*演習課題*
A) 下の木造住宅の寿命に関する抜粋から、"新築から解体するまでの日本の"から"ない住宅が求められてきます。"までの部分を、両端の語句も含めて一字一句違えずに書き写せ。
B) 下の木造住宅の寿命に関する抜粋をもとに、次の問いに答えよ。
(i) 米国の住宅の平均寿命は何年とされているか。
(ii) 鉄筋コンクリート造の法定耐用年数は何年か。
(iii) 経年原価補正率は27年目以降いくつで一定になるか。

*抜粋*
──────────────────────────────
日本の木造住宅の本当の寿命【欧米との比較とこれからの取組】

みなさんは、日本の木造住宅の本当の寿命はどのくらいだと思いますか?

新築から解体するまでの日本の住宅の平均寿命は約30年といわれ、米国の55年、英国の77年と比べて、日本の寿命が極端に短くなっています。

では、日本の住宅は30年しか持たないのでしょうか?
いや、それはありえませんね。昔ながらの立派な家がたくさん残っています。30年以上でも立派な家として残っているのは、しっかりとした点検と修繕をしてきたからだといえます。

これからの日本は、いままでのスクラップアンドビルドの時代と違い、欧米のように、住宅を長持ちさせ、中古住宅でも価値が下がらない住宅が求められてきます。

本記事では、日本の新築住宅の8割を占める木造住宅の本当の寿命を追っていきたいと思います。

建物の法定耐用年数は

国税庁は、以下のように法定耐用年数を定めています。

木造・・・・・・・・22年
軽量鉄骨造・・・・・19年(3mm以下の場合)、27年(3mm超4mm以下の場合)
重量鉄骨造・・・・・34年(4mm超)
鉄筋コンクリート造・47年

※鉄骨造の3mm及び4mmは鉄骨の厚みのこと

木造住宅の中古市場では、よく築20年になれば建物の価値はほとんどなくなると言われるのは、これが主な要因です。

この法定耐用年数というのは、企業などが税金の控除をする際に、減価償却費を算出するために使うものですので、実際の寿命ではありません。

固定資産税評価額

『あれ!?うちは築30年なのに固定資産税の評価額が残っているよ。』

という疑問になる方もいらっしゃると思います。

実は、企業の税金控除の減価償却と一戸建て住宅の固定資産税評価額の減価償却は考え方が違うのです。

一戸建て住宅の固定資産税評価額は、1月1日時点の、再建築価格から経年損耗原価を差し引いて算出します。

再建築価格・・・・その家屋を新築したと想定した価格。新築購入価格の約5割~7割。

経年損耗原価・・・再建築価格に経年原価補正率を乗じたもの

経年原価補正率・・1年目の0.6から徐々に減り、27年目以降は0.2で一定。
──────────────────────────────
*提供データ*
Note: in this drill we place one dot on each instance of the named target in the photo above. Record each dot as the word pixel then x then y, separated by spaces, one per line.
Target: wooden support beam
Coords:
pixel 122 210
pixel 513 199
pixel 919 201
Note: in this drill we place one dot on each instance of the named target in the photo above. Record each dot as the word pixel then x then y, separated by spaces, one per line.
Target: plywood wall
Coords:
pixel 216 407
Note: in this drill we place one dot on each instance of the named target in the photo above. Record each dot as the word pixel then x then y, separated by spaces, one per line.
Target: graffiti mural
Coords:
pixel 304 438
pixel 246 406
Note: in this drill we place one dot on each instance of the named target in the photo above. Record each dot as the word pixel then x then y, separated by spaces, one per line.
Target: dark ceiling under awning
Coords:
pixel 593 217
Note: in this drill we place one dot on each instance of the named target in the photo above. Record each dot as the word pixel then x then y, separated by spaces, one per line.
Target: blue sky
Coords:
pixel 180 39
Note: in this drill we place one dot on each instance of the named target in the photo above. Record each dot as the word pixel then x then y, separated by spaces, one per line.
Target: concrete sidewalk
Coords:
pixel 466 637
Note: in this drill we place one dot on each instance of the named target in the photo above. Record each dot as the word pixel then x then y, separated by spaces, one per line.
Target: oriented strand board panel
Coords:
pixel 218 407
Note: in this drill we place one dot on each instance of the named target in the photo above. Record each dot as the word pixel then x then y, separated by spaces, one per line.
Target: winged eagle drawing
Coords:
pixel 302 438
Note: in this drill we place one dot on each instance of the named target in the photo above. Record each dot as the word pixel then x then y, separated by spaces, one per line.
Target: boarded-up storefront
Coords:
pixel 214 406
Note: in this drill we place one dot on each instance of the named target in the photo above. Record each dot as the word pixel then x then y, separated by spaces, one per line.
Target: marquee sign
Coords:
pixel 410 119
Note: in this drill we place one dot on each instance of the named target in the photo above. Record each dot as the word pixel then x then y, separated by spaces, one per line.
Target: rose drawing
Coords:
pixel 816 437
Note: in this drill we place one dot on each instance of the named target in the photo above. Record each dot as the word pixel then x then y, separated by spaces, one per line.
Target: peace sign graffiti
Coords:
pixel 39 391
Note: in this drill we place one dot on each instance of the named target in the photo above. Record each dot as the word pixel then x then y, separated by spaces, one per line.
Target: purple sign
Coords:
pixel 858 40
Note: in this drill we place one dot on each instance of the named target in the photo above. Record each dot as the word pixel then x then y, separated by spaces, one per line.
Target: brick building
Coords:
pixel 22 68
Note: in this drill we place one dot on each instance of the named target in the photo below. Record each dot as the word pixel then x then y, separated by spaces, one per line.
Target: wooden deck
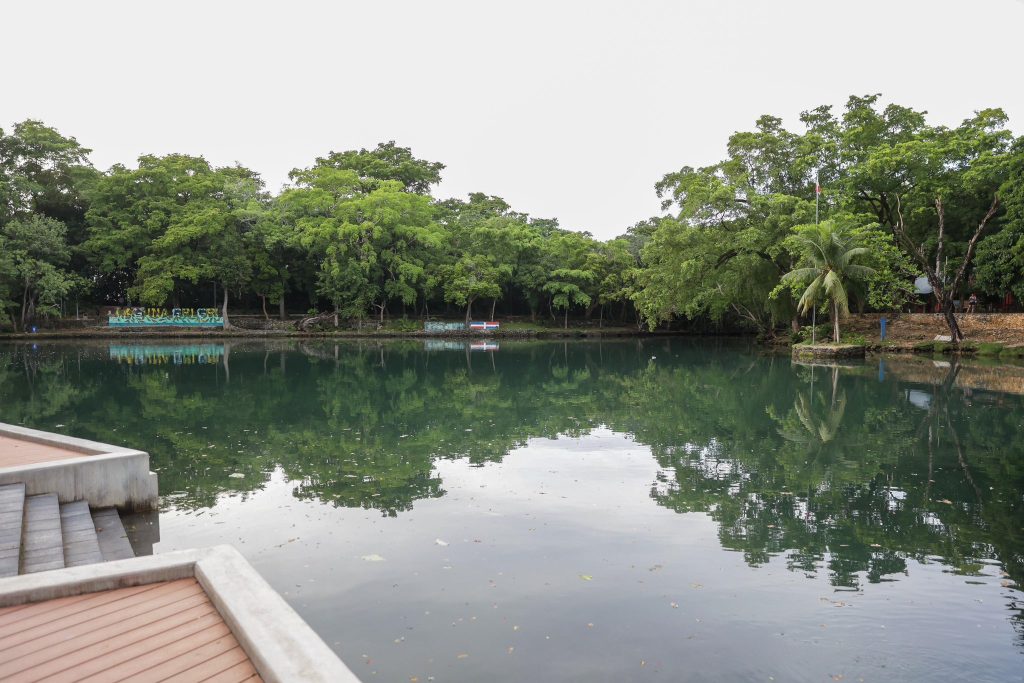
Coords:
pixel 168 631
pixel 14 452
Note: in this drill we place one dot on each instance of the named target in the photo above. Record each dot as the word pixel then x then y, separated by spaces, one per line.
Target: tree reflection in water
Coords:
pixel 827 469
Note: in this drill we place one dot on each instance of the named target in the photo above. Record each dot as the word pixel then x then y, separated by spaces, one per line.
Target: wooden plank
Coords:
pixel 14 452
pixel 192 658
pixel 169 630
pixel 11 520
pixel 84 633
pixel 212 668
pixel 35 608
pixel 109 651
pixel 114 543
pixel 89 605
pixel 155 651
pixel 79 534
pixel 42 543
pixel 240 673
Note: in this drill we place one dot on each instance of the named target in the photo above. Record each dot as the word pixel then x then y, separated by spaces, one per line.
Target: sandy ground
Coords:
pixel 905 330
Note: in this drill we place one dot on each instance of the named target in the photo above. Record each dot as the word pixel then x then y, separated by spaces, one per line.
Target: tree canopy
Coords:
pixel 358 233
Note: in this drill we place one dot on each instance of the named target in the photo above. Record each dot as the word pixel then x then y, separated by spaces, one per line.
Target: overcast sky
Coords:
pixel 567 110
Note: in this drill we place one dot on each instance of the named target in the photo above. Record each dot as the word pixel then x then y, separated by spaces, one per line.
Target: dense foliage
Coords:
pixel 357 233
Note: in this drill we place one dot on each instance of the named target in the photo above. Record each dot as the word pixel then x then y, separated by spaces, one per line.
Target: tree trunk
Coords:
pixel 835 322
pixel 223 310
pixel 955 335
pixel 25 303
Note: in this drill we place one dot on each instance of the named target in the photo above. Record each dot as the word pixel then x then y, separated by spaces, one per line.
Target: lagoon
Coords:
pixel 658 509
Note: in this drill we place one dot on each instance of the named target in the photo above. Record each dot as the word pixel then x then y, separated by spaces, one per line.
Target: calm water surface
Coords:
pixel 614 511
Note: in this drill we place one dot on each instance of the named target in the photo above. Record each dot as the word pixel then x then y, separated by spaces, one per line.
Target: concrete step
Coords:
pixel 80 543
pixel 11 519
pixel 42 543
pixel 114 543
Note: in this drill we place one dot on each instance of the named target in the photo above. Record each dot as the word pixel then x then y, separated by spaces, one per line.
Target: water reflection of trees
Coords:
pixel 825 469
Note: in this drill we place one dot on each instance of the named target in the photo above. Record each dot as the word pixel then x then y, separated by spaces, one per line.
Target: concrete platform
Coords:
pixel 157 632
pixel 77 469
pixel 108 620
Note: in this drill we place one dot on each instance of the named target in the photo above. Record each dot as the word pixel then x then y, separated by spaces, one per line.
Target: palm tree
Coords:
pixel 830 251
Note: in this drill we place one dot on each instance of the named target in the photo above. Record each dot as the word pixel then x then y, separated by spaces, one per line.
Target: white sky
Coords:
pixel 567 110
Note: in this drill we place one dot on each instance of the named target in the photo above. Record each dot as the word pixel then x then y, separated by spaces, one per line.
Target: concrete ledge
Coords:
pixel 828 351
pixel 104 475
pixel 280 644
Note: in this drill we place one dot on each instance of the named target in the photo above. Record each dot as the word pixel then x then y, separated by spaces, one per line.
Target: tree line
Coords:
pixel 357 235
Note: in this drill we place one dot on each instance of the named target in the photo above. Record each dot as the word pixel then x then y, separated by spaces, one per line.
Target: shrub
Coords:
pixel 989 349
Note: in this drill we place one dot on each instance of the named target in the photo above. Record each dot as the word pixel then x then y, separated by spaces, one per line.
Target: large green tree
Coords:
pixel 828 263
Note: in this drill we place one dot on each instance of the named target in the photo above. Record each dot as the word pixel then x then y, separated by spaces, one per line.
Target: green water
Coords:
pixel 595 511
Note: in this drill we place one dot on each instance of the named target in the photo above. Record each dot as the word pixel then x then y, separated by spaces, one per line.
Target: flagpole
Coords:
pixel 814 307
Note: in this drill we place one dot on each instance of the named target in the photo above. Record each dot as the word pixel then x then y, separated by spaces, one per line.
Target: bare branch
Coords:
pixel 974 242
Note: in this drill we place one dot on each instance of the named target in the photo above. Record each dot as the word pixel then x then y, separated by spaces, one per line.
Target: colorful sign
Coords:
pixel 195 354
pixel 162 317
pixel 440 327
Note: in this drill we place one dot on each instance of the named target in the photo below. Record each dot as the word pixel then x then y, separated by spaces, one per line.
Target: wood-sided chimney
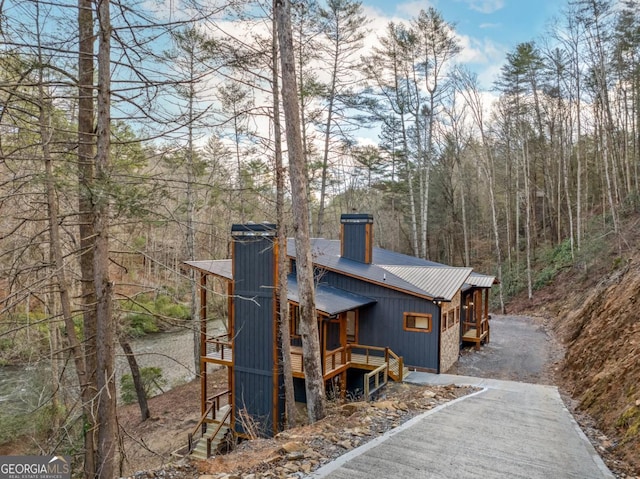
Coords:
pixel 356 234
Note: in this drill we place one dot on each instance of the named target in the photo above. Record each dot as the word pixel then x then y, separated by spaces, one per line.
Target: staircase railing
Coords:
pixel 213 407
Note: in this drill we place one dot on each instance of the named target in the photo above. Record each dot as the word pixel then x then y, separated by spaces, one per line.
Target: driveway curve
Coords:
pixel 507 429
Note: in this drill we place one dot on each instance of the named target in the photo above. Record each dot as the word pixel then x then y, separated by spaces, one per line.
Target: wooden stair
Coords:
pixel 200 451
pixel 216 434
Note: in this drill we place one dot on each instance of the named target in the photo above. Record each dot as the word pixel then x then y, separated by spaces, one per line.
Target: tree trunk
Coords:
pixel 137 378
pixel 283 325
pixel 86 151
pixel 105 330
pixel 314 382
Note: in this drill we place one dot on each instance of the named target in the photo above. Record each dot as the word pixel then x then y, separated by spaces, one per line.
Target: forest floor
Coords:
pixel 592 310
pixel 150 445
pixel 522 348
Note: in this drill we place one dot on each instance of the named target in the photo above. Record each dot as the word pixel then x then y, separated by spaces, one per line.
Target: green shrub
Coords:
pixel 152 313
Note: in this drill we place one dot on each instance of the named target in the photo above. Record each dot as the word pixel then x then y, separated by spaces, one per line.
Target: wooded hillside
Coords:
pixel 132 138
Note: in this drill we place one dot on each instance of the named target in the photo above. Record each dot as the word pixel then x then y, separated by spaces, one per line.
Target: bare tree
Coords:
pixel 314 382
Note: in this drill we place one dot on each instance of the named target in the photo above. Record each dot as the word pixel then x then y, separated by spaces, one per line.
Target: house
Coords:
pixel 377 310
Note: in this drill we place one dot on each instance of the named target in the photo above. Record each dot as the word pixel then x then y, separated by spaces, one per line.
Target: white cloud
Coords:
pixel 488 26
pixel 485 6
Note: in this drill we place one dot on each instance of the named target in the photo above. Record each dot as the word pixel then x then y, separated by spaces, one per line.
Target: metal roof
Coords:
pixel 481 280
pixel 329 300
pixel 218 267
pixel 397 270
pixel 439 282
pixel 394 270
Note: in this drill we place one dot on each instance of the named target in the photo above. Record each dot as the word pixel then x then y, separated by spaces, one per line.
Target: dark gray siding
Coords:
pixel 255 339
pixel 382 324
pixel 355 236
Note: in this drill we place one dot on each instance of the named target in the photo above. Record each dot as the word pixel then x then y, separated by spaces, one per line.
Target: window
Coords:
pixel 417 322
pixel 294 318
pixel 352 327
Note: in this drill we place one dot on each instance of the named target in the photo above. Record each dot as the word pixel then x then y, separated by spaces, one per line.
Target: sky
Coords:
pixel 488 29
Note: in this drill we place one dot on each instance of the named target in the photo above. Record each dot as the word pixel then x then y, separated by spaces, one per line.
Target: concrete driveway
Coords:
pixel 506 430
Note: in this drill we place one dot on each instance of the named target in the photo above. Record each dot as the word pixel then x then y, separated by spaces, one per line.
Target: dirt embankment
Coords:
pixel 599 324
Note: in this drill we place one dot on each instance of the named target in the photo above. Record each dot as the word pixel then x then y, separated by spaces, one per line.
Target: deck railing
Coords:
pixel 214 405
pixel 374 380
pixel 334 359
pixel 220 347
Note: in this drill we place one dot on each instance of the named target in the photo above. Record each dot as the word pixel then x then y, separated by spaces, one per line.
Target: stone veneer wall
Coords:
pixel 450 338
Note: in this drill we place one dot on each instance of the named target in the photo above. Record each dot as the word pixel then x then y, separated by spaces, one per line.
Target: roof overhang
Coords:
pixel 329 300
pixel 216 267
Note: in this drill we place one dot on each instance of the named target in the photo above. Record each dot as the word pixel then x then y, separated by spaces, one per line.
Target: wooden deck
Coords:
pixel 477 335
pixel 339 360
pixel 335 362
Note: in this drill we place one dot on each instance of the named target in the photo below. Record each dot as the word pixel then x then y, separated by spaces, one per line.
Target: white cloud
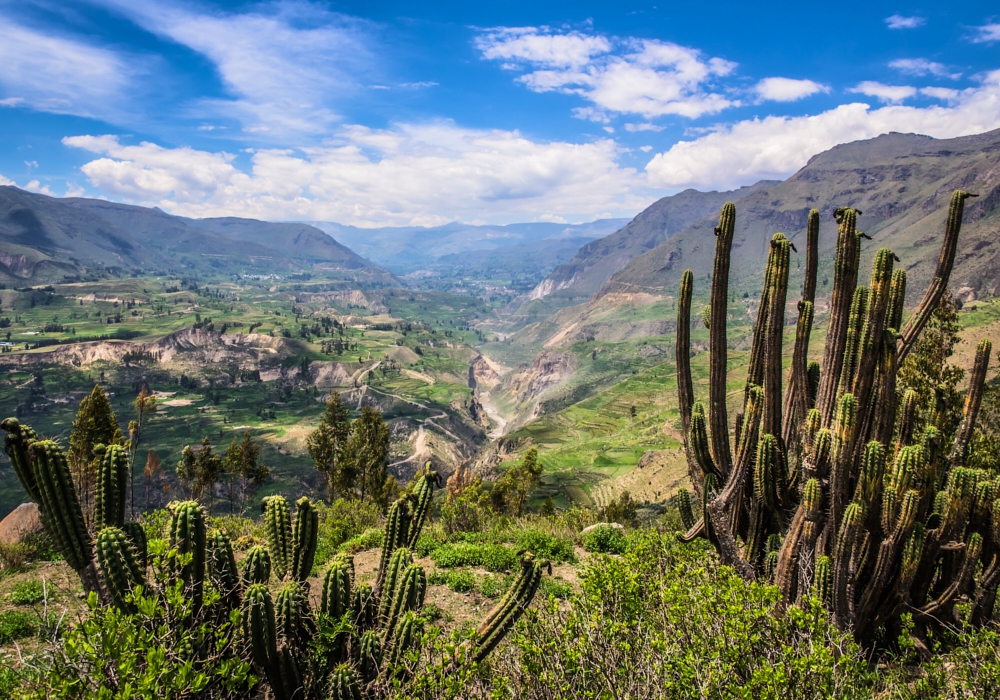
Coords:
──────────────────────────────
*各課題の解答*
A)
新築から解体するまでの日本の住宅の平均寿命は約30年といわれ、米国の55年、英国の77年と比べて、日本の寿命が極端に短くなっています。

では、日本の住宅は30年しか持たないのでしょうか?
いや、それはありえませんね。昔ながらの立派な家がたくさん残っています。30年以上でも立派な家として残っているのは、しっかりとした点検と修繕をしてきたからだといえます。

これからの日本は、いままでのスクラップアンドビルドの時代と違い、欧米のように、住宅を長持ちさせ、中古住宅でも価値が下がらない住宅が求められてきます。

B)
(i) 55年
(ii) 47年
(iii) 0.2